The third and final ferry trip took us back to mainland Manhattan. From here, we headed up Broadway to find a place for lunch. We found a pizza place down a fairly secluded street just past Wall Street. The pizza pie at the top of the menu grabbed my attention, for 30 dollars we split a huge pizza which went down an absolute treat (especially as it was washed down with some real Brooklyn beer). With all the walking we needed to make the most of our breaks, pizza and beer helped us enjoy them so much more.

Our plans for the evening focused on a tour by night of the city. Starting in Times Square, we passed many of the unique structures. The Flatiron building was one of these buildings. Built in 1902, it is a bizarre piece of work. This is mainly due to the fact it only has three sides. It dominates Fifth Avenue with it’s 20 stories and it feels as though it could be an optical illusion from some angles.

The open top bus was a great idea which I thoroughly recommend, perhaps for when the temperature is a bit higher than it is in late March. If you do make the plunge you will be able to witness a phenomenal view of Manhattan whilst heading over one of the many bridges which stretch the Hudson River. I’ve said this many, many times before but this view of the towering structures is one which the pictures do not do justice. The night tour is great for this; you leave the city at dusk and return to the sensory tsunami which is Times Square at night. It feels like the middle of the day when you’re surrounded by hundreds of bombarding advertising boards. The smells of street food and the sounds of bustling crowds and vehicle horns make the whole experience incredibly intoxicating. When you’re wiped out from a day of walking, Times Square feels like a dream.

Stated problem
Please copy the Manhattan passage word for word, starting with "The third and" and going on through "so much more.". The items after this point aren't needed.

Data entries
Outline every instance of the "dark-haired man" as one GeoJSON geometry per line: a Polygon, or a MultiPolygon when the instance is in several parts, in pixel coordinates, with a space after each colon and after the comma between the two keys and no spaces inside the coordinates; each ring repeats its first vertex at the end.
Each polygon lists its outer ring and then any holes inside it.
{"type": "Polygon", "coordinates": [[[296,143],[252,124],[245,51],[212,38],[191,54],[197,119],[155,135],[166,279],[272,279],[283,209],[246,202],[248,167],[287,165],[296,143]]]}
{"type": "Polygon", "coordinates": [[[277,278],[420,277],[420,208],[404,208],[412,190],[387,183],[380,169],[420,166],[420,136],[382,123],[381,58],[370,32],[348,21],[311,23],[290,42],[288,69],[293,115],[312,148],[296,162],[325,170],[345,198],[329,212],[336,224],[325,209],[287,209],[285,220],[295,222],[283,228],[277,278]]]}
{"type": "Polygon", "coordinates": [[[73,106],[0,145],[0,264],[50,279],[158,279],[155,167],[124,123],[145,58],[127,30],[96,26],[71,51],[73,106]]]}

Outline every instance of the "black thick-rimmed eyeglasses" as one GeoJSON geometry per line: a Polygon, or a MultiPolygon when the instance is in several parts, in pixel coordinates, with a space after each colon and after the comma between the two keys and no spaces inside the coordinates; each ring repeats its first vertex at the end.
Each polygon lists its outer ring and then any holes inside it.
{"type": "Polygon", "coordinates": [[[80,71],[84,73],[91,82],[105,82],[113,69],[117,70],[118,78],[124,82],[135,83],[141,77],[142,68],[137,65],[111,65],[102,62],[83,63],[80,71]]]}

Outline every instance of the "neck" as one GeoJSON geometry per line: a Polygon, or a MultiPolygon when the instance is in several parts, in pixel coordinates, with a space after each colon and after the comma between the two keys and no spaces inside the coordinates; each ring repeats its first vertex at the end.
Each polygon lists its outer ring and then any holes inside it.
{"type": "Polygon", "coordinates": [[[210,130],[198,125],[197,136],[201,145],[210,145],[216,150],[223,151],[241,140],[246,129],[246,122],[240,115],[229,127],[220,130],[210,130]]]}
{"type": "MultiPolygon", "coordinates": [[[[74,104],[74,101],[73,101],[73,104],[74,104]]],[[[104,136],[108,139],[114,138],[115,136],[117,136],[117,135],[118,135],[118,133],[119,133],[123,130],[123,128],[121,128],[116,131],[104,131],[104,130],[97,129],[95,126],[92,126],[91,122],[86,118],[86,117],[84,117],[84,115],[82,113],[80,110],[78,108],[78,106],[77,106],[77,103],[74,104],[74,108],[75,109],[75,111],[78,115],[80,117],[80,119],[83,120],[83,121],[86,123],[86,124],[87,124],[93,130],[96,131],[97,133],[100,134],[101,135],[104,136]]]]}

Result for this task
The third and final ferry trip took us back to mainland Manhattan. From here, we headed up Broadway to find a place for lunch. We found a pizza place down a fairly secluded street just past Wall Street. The pizza pie at the top of the menu grabbed my attention, for 30 dollars we split a huge pizza which went down an absolute treat (especially as it was washed down with some real Brooklyn beer). With all the walking we needed to make the most of our breaks, pizza and beer helped us enjoy them so much more.